• [The problem]:
Return each line in the records below that includes "face".

========================================

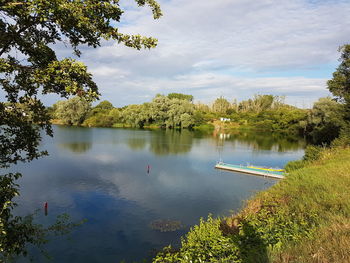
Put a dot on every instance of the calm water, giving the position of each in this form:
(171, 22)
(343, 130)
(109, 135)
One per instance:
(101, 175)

========================================

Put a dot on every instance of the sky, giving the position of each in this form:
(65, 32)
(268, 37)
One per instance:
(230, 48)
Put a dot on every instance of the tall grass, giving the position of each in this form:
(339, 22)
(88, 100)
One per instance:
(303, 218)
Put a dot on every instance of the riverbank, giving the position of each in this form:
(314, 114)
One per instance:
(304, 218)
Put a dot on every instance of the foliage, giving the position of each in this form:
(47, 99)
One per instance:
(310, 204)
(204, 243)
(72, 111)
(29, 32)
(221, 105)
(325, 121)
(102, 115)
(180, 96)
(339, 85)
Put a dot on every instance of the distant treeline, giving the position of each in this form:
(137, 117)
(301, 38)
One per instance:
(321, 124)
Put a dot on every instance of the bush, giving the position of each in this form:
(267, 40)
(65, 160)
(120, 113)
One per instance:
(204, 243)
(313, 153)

========================================

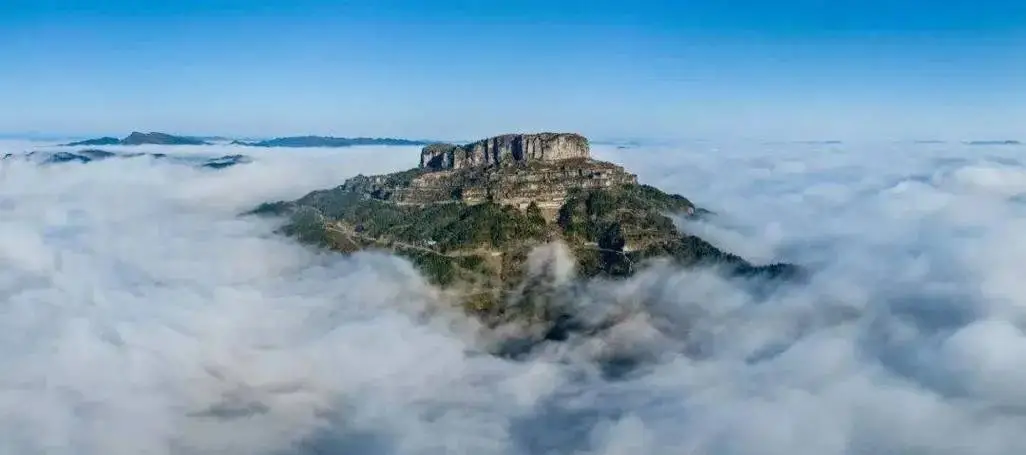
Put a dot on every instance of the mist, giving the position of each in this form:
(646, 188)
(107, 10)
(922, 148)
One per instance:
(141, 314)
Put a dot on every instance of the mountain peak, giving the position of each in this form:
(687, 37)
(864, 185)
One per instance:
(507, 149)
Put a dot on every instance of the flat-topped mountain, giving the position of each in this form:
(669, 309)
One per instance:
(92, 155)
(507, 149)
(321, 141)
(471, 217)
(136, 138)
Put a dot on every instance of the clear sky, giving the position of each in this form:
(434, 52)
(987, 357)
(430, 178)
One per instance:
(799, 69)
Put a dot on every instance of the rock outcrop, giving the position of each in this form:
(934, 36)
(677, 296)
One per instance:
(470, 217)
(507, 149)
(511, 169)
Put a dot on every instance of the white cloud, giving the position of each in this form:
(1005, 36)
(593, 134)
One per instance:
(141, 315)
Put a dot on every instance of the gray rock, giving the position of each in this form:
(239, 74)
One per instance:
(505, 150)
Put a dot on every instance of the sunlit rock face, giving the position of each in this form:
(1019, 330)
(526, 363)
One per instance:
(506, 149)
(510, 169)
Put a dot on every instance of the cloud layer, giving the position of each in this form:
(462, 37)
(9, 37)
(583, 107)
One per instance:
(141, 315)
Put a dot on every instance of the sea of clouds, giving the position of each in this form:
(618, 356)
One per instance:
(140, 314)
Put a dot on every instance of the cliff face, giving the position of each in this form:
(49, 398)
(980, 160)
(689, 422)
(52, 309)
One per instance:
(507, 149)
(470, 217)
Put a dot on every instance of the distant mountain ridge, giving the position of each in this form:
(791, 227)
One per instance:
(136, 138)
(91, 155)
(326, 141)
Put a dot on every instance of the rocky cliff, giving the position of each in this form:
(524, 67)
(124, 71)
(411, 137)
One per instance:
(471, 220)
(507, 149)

========================================

• [Answer space]:
Put a dot on every instance of the sunlit rock face, giving the position of each in this form:
Put a dot on every instance of the cliff face, giving the position of each in this form:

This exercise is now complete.